### TEXT FOR ANALYSIS

>>>

The original tutorial scales the data using E.coli counts . Since our data did not contain E.coli we will be scaling based on reads per genome coverage.

Here we are going to be scaling the bigwig files that we will be inputting to create our heatmaps.

*genome size (gsize) values can be found in deeptools bamcoverage documentation https://deeptools.readthedocs.io/en/latest/content/feature/effectiveGenomeSize.html
##== linux command ==##
ml deepTools
for org in ${Organism[@]}; do
if [ "${org}" == "human" ]
then
   gsize="2913022398"
else
   gsize="2652783500"
fi
for time in ${Time[@]}; do
for hist in ${histList[@]}; do 
bamCoverage --normalizeUsing RPGC --effectiveGenomeSize ${gsize} -b $projPath/alignment/bam/${org}/${time}/${hist}/bowtie2.sorted.bam -o $projPath/alignment/bigwig/${org}/${time}/${hist}/normalized.bw
done; done; done

VIII. Visualization

Heatmap Setup
Setup for using DeepTool's heatmap functions
##== linux command ==##
ml R
ml SAMtools
ml Homer
ml deepTools
ml SAMtools

*Note: if you receive an error that a genome is not available through the Homer program loaded through 'ml Homer'. You may need to download the Homer program to be able to manually install the genome 

##== linux command (if needed)==##
#if you receive an error about a genome not found and are unable to install it you will have to #download the package yourself if you are using a cluster computing server where you #loaded homer via module load

#installing HOMER as a package
cd $projPath/tools
mkdir $projPath/tools/Homer
wget http://homer.ucsd.edu/homer/configureHomer.pl
perl $projPath/tools/Homer/configureHomer.pl -install
perl $projPath/tools/Homer/configureHomer.pl -install mm10
perl $projPath/tools/Homer/configureHomer.pl -install hg38
PATH=$PATH:$projPath/tools/Homer/bin/
#create txt file with the following quoted text "PATH=$PATH:$projPath/tools/Homer/bin/" and move into projPath directory and name bash_profile 
##end of installation
and run this following code in place of 'ml Homer'

##== linux command (if needed)==##
cd $projPath/tools/Homer/bin
source $projPath/bash_profile

Heatmap on CUT&Tag MACS2 peaks

This is a large for-loop so for ease I will be breaking the code block into steps explaining what is going on.

<<<

(Items excerpted from a collection)
>>>

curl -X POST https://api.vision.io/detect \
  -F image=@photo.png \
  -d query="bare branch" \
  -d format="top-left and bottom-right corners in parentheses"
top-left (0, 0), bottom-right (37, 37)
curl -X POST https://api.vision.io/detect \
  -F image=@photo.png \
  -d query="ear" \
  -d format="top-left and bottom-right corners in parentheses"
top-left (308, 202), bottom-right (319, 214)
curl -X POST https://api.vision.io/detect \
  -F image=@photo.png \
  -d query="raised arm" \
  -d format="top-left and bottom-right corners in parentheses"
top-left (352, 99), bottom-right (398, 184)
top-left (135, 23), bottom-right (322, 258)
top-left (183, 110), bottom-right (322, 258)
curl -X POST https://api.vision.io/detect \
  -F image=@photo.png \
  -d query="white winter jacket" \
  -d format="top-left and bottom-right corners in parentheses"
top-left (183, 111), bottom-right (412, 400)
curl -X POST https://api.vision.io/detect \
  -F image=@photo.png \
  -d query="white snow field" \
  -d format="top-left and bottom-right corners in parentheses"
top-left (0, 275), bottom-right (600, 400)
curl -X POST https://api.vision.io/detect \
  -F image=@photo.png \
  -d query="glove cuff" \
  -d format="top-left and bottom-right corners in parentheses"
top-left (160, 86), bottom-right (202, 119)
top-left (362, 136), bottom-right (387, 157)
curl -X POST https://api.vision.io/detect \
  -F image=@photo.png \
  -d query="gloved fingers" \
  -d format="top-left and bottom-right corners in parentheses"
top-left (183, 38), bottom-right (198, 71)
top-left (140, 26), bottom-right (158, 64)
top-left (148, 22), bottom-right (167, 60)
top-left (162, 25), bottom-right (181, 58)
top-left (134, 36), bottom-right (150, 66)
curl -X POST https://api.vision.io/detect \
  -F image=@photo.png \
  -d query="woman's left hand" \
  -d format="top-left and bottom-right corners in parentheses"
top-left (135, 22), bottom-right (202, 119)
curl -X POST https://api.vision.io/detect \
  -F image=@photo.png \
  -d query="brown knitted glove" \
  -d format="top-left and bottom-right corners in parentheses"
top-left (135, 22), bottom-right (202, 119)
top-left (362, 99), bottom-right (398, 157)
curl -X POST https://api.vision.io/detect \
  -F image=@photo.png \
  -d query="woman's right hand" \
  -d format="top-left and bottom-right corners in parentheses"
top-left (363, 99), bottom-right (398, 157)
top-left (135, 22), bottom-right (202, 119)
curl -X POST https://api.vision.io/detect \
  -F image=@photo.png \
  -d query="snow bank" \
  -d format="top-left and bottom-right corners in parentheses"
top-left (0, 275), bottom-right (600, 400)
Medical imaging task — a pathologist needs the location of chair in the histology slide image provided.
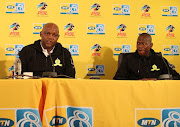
[118,52,134,68]
[118,52,162,68]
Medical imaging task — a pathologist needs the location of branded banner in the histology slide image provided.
[0,80,43,127]
[42,79,180,127]
[0,0,180,79]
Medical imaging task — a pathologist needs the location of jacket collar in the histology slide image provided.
[34,40,63,55]
[135,49,156,59]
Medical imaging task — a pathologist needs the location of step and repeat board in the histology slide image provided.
[0,0,180,79]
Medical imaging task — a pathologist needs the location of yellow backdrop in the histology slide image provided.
[0,0,180,79]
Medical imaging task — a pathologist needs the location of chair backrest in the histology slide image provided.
[118,52,134,68]
[118,52,162,68]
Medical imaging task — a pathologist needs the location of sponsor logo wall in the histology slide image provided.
[0,0,180,79]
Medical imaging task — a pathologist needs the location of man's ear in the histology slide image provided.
[150,43,153,48]
[39,31,42,37]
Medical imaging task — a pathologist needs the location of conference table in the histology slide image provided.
[0,78,180,127]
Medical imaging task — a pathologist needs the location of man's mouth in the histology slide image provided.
[46,41,53,44]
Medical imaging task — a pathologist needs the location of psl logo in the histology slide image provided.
[138,118,160,127]
[60,3,79,14]
[37,2,48,15]
[91,44,101,56]
[87,64,105,76]
[113,4,130,15]
[44,106,93,127]
[0,118,14,127]
[5,44,24,56]
[8,65,14,76]
[117,24,126,37]
[163,45,179,55]
[6,2,25,13]
[63,44,79,56]
[87,23,105,34]
[33,23,45,34]
[141,5,151,17]
[64,23,75,36]
[138,24,155,35]
[162,109,180,127]
[16,109,42,127]
[9,22,20,36]
[91,3,101,16]
[113,44,131,55]
[162,6,178,16]
[67,107,93,127]
[166,25,175,37]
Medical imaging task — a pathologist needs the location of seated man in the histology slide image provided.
[19,23,75,77]
[113,33,180,80]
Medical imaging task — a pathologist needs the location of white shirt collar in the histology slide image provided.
[40,42,55,57]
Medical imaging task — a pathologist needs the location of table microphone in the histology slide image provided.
[158,54,173,80]
[42,53,57,77]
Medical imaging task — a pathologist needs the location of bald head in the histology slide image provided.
[138,33,152,43]
[42,23,59,34]
[40,23,59,51]
[137,33,153,57]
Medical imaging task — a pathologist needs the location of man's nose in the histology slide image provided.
[48,34,54,39]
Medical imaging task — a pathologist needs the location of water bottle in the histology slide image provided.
[14,55,21,79]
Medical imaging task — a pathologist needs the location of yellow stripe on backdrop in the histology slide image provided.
[0,0,180,79]
[42,79,180,127]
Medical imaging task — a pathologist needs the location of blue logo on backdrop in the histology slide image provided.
[67,107,93,127]
[69,45,79,56]
[15,45,24,54]
[16,109,42,127]
[122,45,131,52]
[113,4,130,15]
[0,118,14,127]
[162,6,178,16]
[138,118,160,127]
[60,3,79,14]
[147,25,155,35]
[87,24,105,34]
[162,109,180,127]
[6,2,24,13]
[163,45,179,55]
[50,116,66,126]
[96,65,105,76]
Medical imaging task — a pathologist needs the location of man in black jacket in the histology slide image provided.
[19,23,75,78]
[113,33,180,80]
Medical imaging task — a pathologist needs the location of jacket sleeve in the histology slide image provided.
[64,48,76,78]
[113,57,129,80]
[163,57,180,80]
[19,47,28,72]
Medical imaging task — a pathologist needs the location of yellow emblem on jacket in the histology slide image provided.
[54,58,62,66]
[151,64,160,71]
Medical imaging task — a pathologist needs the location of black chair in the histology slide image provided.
[118,52,162,68]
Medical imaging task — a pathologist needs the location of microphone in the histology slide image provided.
[42,53,57,77]
[158,53,173,80]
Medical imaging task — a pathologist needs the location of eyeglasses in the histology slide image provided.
[44,32,60,38]
[137,42,149,46]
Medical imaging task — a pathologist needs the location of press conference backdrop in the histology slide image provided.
[0,0,180,79]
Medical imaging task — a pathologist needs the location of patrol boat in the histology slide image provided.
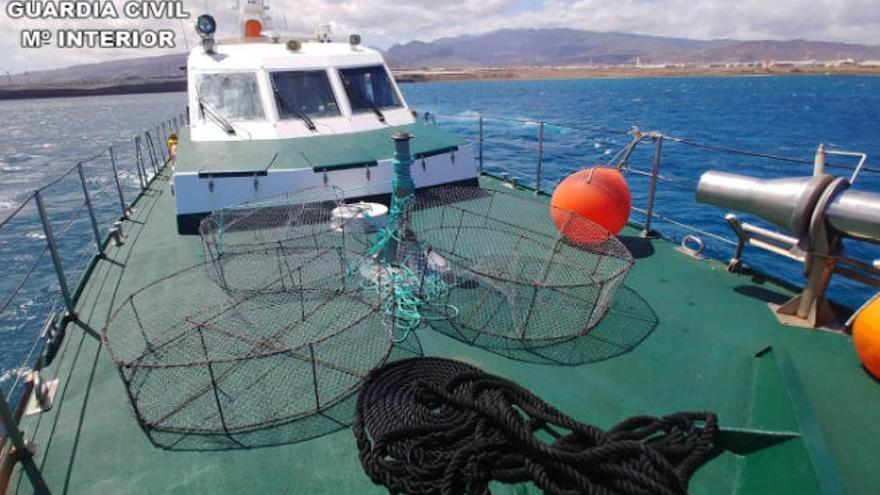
[174,3,477,232]
[0,1,880,494]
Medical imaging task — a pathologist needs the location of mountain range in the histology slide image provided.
[0,29,880,91]
[386,29,880,69]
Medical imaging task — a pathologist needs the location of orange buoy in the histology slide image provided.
[550,167,632,244]
[853,297,880,379]
[244,19,263,38]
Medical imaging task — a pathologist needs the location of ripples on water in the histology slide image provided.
[0,77,880,400]
[0,93,185,400]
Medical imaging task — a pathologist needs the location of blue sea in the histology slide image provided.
[0,76,880,404]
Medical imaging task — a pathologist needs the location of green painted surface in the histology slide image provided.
[9,171,880,494]
[176,123,464,174]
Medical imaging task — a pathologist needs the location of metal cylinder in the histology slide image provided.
[825,190,880,243]
[697,171,832,237]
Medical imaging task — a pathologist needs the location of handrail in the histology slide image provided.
[425,109,880,272]
[0,110,187,492]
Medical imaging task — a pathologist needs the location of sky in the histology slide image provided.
[0,0,880,73]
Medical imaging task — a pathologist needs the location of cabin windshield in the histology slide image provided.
[269,70,339,120]
[196,72,264,120]
[339,65,401,112]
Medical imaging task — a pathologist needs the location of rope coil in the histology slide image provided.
[354,358,717,495]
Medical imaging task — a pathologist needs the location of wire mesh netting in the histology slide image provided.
[398,187,633,348]
[199,186,374,291]
[103,262,392,436]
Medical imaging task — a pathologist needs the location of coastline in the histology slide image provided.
[394,66,880,83]
[0,66,880,100]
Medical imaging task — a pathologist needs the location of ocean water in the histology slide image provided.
[0,77,880,404]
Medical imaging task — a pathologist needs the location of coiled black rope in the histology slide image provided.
[354,358,717,495]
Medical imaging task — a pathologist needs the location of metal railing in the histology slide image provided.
[0,115,186,489]
[425,113,880,284]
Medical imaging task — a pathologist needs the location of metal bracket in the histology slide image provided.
[676,235,706,260]
[24,371,60,416]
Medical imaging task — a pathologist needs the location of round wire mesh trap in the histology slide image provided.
[199,186,373,291]
[399,187,633,348]
[102,265,393,438]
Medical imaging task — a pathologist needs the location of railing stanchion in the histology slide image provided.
[109,146,128,218]
[34,189,76,315]
[0,393,49,494]
[76,162,103,255]
[535,121,544,194]
[477,114,483,174]
[642,134,663,237]
[156,126,168,165]
[144,131,159,175]
[134,136,147,191]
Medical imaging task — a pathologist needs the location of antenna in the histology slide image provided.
[178,19,189,51]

<<<

### WHAT IS REQUIRED
Pick up the CUT&Tag analysis walkthrough after its last sentence and write the next part.

### FINAL ANSWER
An overview of the code is that in order to have the heatmap focus on the regions where we have the MACS2 peaks we will be merging the peak files using Homer's mergePeaks. mergePeak's output is a txt file, so we will turn it into a bed file and then use that as the input for the -R  (region) parameter in deepTool's heatmap. 

Step 1) Merge Peaks: We tried using various values for distances (the best value will likely vary for different histones and genomes); distances=("5000" "7500" "10000"). Here we merge all of our peakCalling data for the given Histone and genome

Step 2) Convert mergePeak output into a bed file

Step 3) This is the actual heatmap function, or at least the first part. As creating the heatmap involves first creating the matrix and then the second part is plotting the matrix.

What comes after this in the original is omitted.